Research Highlight: Artificial Intelligence for Ruling Out Negative Examinations in Screening Breast MRI.

Take-home points

• Artificial intelligence (AI) application in triaging could optimize worklists after prioritizing examinations according to the complexity or likelihood of cancer diagnosis (i.e., soft triage) or identifying and ruling out negative or cancer-free examinations from the worklist (i.e., hard triage).

• A published AI model ruled out 39.7% of 3796 normal examinations maintaining 100% sensitivity for breast cancer in screening breast MRI for female aged 50–75 years with extremely dense breasts.

• Relative weights of the benefits and harms of dismissing examinations by AI systems should be taken into account.

Related KJR Quick Survey results are provided at the end of the article.

For breast cancer screening, mammography is the current standard modality for average-risk female, decreasing the mortality rate by detecting early-stage cancers. However, screening mammograms have some limitations, such as mammographically missed cancers. The sensitivity of screening mammography is 80%–85%, which declines to 50%–64% for extremely dense breasts [12]. Mammographically dense fibroglandular tissue that appears radiopaque as breast masses can reduce mammographic sensitivity by masking breast cancers. This has led to a growing interest in imaging modalities beyond mammography for supplemental screening, despite the ongoing debate on its benefits.

Information provided:
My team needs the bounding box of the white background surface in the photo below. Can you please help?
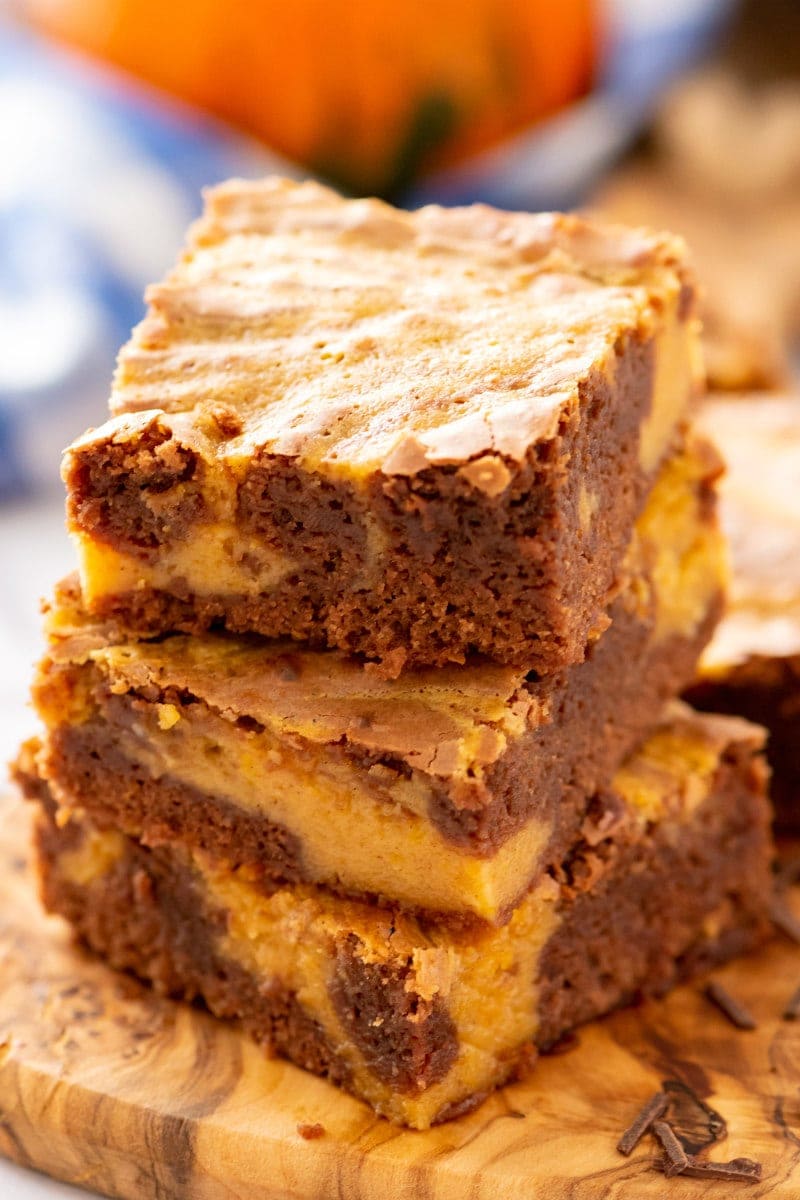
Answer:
[0,494,98,1200]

Problems to work on:
[1] Answer these questions from the research highlight on breast MRI:
(a) What share of normal examinations did the published AI model rule out?
(b) What is the sensitivity of screening mammography for extremely dense breasts?
(c) What name does the text give to identifying and ruling out negative examinations from the worklist?
[2] Extend the research highlight on breast MRI, beginning right after its final sentence.
The lines above are separate material, apart from the research highlight on breast MRI.

Outputs in order:
[1]
(a) 39.7% of 3796 normal examinations
(b) 50%–64%
(c) Hard triage

[2]
Breast MRI has excellent sensitivity for breast cancer detection and has been routinely offered as supplemental screening for high-risk populations only [3]. Nonetheless, it has demonstrated an increased detection rate in intermediate-risk and average-risk female [34]. MRI, not limited by mammographic breast density, may be valuable as a supplemental screening tool for average-risk female with dense breasts [5]. The Dense Tissue and Early Breast Neoplasm Screening (DENSE) trial, a randomized controlled trial in the Netherlands, investigated the effect of supplemental MRI on the incidence of interval cancers in female with extremely dense breasts and showed its potential mortality benefit with an additional cancer detection rate of 16.5 per 1000 and a 50% reduction in interval cancer rate [56]. However, considering that extremely dense breasts account for approximately 10% of the screening population, radiologists’ workload associated with the population-wide use of supplemental MRI for female with extremely dense breasts must be overwhelming [7].

Recently, deep-learning-based AI in breast imaging has been rapidly evolving, with promising solutions for diagnosis and decision support in breast cancer. In addition, the shortage of expert breast radiologists has sparked interest in the application of AI to reduce radiologists’ workload, particularly in screening programs with the highest volume of examinations but a low prevalence of cancer (< 1%) [8]. The triaging system, which ranks patients based on urgency initially for emergency room settings, is now used in breast imaging to enhance efficiency while maintaining radiologists’ performance. AI application in triaging could optimize worklists after prioritizing examinations according to the complexity or likelihood of cancer diagnosis (i.e., soft triage) or to identify and rule out negative or cancer-free examinations from the worklist (i.e., hard triage) [191011].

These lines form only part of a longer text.